● **WHAT THIS TASK INVOLVES**:
Without the pictures, can you quote each line below exactly?

● **MATERIAL FOR THIS TASK**:
>>>>

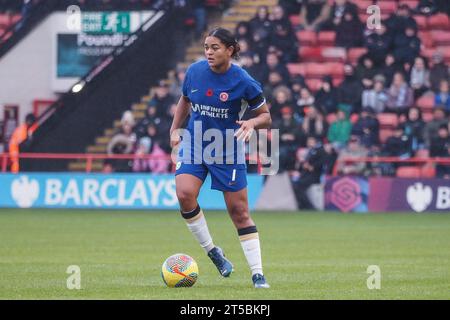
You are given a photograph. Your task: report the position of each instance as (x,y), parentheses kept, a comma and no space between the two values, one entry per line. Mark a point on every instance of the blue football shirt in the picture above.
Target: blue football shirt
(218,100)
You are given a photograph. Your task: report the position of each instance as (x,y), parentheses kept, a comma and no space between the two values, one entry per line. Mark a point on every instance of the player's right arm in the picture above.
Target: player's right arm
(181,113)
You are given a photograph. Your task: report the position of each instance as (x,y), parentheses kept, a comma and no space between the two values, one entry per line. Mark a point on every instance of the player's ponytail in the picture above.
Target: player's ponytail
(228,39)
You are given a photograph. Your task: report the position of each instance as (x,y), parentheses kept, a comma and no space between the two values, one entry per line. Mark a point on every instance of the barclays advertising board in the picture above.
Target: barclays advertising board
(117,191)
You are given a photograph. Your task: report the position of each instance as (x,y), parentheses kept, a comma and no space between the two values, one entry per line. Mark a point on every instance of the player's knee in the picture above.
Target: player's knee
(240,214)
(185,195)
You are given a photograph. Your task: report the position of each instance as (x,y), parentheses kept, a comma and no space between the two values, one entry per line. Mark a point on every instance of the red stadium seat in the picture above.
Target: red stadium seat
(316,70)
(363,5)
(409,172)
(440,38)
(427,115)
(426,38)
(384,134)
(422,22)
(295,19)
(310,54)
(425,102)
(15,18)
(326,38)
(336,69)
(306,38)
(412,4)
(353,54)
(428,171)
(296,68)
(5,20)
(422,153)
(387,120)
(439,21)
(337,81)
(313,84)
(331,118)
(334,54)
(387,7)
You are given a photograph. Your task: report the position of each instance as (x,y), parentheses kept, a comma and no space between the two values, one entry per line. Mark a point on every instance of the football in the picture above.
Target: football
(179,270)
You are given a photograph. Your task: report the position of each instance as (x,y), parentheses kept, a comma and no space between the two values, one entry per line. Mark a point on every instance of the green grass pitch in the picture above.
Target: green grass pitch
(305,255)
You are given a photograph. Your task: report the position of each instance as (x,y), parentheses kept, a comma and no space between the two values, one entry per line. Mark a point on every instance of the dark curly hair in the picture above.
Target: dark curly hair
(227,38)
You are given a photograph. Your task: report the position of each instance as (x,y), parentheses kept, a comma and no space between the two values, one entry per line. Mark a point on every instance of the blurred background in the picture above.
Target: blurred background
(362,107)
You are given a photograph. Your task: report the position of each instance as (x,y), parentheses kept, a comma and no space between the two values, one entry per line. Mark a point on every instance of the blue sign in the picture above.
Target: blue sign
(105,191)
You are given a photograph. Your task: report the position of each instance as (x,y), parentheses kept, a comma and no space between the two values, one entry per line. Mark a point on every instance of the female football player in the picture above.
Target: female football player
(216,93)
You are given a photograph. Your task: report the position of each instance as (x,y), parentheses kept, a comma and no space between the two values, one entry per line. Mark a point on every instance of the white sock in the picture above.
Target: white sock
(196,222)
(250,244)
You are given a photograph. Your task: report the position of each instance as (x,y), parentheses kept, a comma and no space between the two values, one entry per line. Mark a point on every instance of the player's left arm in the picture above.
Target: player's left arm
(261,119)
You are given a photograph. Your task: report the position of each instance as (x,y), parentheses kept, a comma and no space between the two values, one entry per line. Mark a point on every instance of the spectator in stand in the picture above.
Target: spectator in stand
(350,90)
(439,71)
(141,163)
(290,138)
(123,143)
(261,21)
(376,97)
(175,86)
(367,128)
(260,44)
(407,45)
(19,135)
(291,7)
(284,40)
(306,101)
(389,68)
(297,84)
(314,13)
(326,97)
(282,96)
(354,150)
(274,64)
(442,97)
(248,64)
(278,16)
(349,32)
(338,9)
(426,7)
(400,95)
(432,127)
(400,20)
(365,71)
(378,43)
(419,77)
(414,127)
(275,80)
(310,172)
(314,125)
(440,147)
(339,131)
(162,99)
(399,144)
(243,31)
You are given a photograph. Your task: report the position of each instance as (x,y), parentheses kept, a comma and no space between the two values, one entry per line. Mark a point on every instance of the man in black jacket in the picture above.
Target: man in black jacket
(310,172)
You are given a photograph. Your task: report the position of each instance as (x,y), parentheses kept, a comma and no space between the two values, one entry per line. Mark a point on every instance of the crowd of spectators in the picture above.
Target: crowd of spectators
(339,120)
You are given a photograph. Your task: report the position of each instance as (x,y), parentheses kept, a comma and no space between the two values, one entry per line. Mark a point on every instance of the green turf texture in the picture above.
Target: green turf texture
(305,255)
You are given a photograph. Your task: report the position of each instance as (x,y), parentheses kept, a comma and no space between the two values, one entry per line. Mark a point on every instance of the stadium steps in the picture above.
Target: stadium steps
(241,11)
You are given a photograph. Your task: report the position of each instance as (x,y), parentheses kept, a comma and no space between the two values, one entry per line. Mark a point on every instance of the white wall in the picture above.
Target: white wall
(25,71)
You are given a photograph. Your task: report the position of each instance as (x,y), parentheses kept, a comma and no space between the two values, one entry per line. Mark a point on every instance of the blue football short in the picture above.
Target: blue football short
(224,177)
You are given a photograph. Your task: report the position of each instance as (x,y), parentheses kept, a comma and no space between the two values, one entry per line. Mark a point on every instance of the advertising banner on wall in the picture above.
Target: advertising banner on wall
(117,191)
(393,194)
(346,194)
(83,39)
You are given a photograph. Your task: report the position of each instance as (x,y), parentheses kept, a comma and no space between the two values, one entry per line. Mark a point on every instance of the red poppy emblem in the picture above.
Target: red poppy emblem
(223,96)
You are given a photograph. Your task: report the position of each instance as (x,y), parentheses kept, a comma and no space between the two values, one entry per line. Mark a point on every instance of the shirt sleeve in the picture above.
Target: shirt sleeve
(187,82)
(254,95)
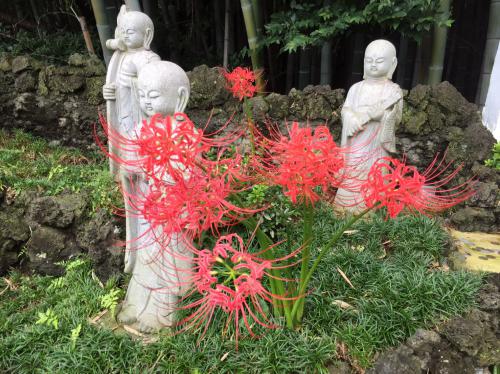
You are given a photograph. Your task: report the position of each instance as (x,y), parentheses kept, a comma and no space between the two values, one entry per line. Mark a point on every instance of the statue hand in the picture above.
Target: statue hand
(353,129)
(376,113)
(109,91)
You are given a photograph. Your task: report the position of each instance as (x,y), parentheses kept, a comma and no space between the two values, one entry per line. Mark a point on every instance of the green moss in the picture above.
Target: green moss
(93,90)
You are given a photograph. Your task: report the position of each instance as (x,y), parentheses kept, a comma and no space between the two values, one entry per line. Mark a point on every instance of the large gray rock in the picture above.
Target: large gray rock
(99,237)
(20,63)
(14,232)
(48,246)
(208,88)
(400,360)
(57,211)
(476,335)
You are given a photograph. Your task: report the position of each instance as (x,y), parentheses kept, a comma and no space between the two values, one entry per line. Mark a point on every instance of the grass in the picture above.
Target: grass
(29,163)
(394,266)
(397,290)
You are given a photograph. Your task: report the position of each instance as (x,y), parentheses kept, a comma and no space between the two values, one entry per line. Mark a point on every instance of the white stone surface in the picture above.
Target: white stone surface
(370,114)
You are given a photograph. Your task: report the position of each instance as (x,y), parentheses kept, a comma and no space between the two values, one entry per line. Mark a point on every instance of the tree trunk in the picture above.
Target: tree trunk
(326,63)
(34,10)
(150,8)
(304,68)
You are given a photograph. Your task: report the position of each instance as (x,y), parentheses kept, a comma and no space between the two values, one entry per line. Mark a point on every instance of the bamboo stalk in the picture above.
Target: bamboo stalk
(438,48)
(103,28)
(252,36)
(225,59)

<<<<

● **OUTPUT FOR THIS TASK**:
You are given a photograph. Your task: report the position of each instance as (x,y), parentheses kept, a comma and no space between the two values, one entry per line. Mark a point on every instance of the blue football shirt in the picture above.
Target: blue football shirt
(218,100)
You are given a photograph. Your task: report the position of each instance as (x,y), parentheses kept, a comma and no space between the two values, one entry per line. Mark a point on every instance of the player's right arm in the picture above.
Target: player's right arm
(181,113)
You are given a photograph. Your task: report the position of each instance as (x,y), parentheses kept, a comma and no space between the two values, one entry per line. Mark a point on every instance of the player's ponytail in the picture above.
Target: player's ponytail
(228,39)
You are given a photograph. Your task: report the position of each instance as (x,y), parentheses kept, a comma and no space between the two values, one entry per line. Mark a point on every instance of the barclays advertising board in the picture above.
Target: barclays advertising board
(117,191)
You are given a photograph. Your task: report the position of each instance as (x,y), parentheses kept, a comma and no space between the two values, one entry per line. Mark a point on every instance of the player's knee in the picture above.
Target: player's knee
(240,214)
(185,195)
You are given a photograph. Your task: report the position of each instance as (x,y), parentheses kept, a comma and no space between the two values, one entry per line. Mark a point on every instance of the red stadium seat in the picture above.
Target: red stadium seat
(316,70)
(363,5)
(409,172)
(440,38)
(427,115)
(426,38)
(384,134)
(422,22)
(295,19)
(310,54)
(425,102)
(15,18)
(326,38)
(336,69)
(306,38)
(412,4)
(353,54)
(428,171)
(296,68)
(5,20)
(422,153)
(387,120)
(439,21)
(337,81)
(313,84)
(331,118)
(334,54)
(387,7)
You are given a photograph. Your task: report the position of each instance as (x,y), parentheses kept, a comma and no space between the two values, one entry per line. Mark a point on every instance of the football in the picture above.
Target: football
(179,270)
You are given a photograph. Your task: report the position of each instance as (x,y), parentheses kept, a comma and no space between the two values, one entry per line. Mark a point on every instance of the green grass pitch in the picture above.
Target: green grass pitch
(305,255)
You are given a photograph. Your task: report the position of each instance as (x,y), parentheses kept, a comma and no space between the two values, one entry per line. Mark a point on every instance of the dark curly hair in the picture above.
Target: dark curly hair
(227,38)
You are given a photograph. Your task: report the position of each instance as (x,y), parentheses kept, a comma and no space between the two values, one entry per line. Mark a point on every instance of the blurred background in the picture above.
Target: blurred background
(362,107)
You are given a photograph. Your task: report the position of each instance as (x,y), parentheses kept, a comma and no space between the two values, one entry per line. Mark a point on every instance of the blue sign in the picture above.
Target: blue sign
(105,191)
You are given a photograph. Your task: report the position of each instance as (x,y), parentheses kept, a comma and no space between the two values, one entry per line. Mark a point on every instance of the female football player in the picture above.
Target: female football player
(216,93)
You are given a photograph. Your task: report the position of each instance as (x,y), parentheses kept, a comma and no space between the two values, one entry per line. Mark a point on every instance of the white sock in the picture above.
Target: white sock
(196,222)
(250,244)
You are given a photograph. Your task: report the position of each instance as (x,y), parentheses kept, a comma and no space between the two values, one entry per line. Mark a point on every instance of the player's left arm in the picture above.
Target: player's left arm
(261,119)
You are given a photograph. Your task: report the position of each instance as (x,y), parentheses kept, a comma and no space between the two values, one entry per line. Mark a point on every instance of the spectator in stand in the picture above.
Target: spectator in stand
(350,90)
(439,71)
(141,163)
(290,138)
(123,143)
(261,21)
(376,97)
(175,86)
(367,128)
(260,44)
(407,45)
(19,135)
(291,7)
(284,40)
(306,101)
(389,68)
(297,84)
(314,13)
(326,97)
(282,96)
(354,150)
(274,64)
(442,97)
(248,64)
(278,16)
(349,32)
(338,9)
(426,7)
(400,95)
(432,127)
(400,20)
(365,71)
(378,43)
(419,77)
(414,127)
(275,80)
(310,172)
(314,125)
(440,147)
(339,131)
(162,99)
(399,144)
(243,31)
You are given a photograph. Your task: report the position of each instance as (x,y), parentheses kept, a comma and no space between the two values, one entry per line. Mark a point on every instance of the man in black jacket in the picture above.
Target: man in black jacket
(310,172)
You are given a photograph. Your task: report the position of each instance as (x,y), parentheses kept, a comma and no space between the two values, one entry per line. Mark a point on every instance of the crowd of spectators in the picture above.
Target: crowd of spectators
(339,120)
You are given a photograph. Your task: report the position of each instance as (x,y), parentheses kept, a comma and no space between the two values, one entry per line. Mark a point on every instance of the green turf texture in the picture above.
Target: green turf texture
(305,255)
You are given a photograph. Your task: report the position of each instance as (x,y), parentheses kept, a comma and no space between the two values, one entry per line. Mark a point on every instance of the stadium steps in the picture above.
Target: stadium steps
(241,11)
You are given a photograph. Your task: report the position of each instance as (x,y), parentheses kept, a comma and no space between the two values, one entry per line. Mark a point on every instance of the white wall in the picture above.
Target: white wall
(25,71)
You are given a photograph. Your task: report the position of each instance as (x,y), parentheses kept, a comma and no space between the two values, one entry per line. Mark a point on every instance of the blue football short in the picture above.
Target: blue football short
(224,177)
You are given a photograph. Your task: report the position of each instance as (x,y), parentheses kept, a comma and no space between the two values, one entry per line. Mark a point on every instance of the advertising banner on wall in the picture above.
Target: advertising banner on wall
(117,191)
(393,194)
(346,194)
(83,39)
You are given a photograph. Your task: report the position of each instance as (x,y), parentheses kept, a comma and no space between the two values, one entry per line. Mark a point on every instance of the red poppy emblem in the picture above.
Target: red poppy emblem
(223,96)
You are given a photograph. Your task: report the position of each instance as (x,y), parentheses kept, a comma and no space between the two values, one entry per line. Mark a point on every instance of the shirt sleeve in the picture above.
Target: shirt sleeve
(187,82)
(254,95)
You are given a photograph. Your task: report the position of each instance as (x,y), parentheses kept, a comma and no space between the two values, one entry per line. Mark a point on every instance of the statue hand in the picture above.
Target: statue hand
(353,129)
(376,113)
(109,91)
You are given a photograph. Your task: report the position of each instance as (x,y), parentheses kept, a comma and no space between the two values, one entry per line. Mark a point on every instance of the green moss in the picture above.
Target: green moss
(93,90)
You are given a photograph. Your task: report the position of each instance as (x,y), parentheses kept, a comma and no space between the two values, one entry per line. Mark a point on every instance of the large gray rock in the picture above.
Target: large gray rock
(99,237)
(20,63)
(14,232)
(48,246)
(208,88)
(400,360)
(57,211)
(476,335)
You are given a photograph. Your task: report the position of each instance as (x,y), parentheses kept, a comma and no space between the two values, one entry per line. Mark a point on every instance of the grass in the picture above.
Target: grass
(29,163)
(394,266)
(397,290)
You are given a photograph. Your task: report the position of each instance as (x,y), parentheses kept, a comma and no space between the two values, one entry per line. Mark a point on every instance of the white stone surface in the picture above.
Target: white stone surface
(370,114)
You are given a photograph. Your task: report the position of each instance as (x,y), parentheses kept, a comma and no space between the two values, one entry per line. Mark a point on every instance of the tree trunk in the picture above.
Target: tree trunk
(326,63)
(34,10)
(150,8)
(304,68)
You are given a photograph. Your task: report the position of each instance as (x,y), parentheses kept, a comma and no space between the two values, one entry per line. Mark a point on every instance of the bamboo stalk in the picture above.
Target: bamboo stalk
(438,48)
(103,28)
(252,36)
(225,59)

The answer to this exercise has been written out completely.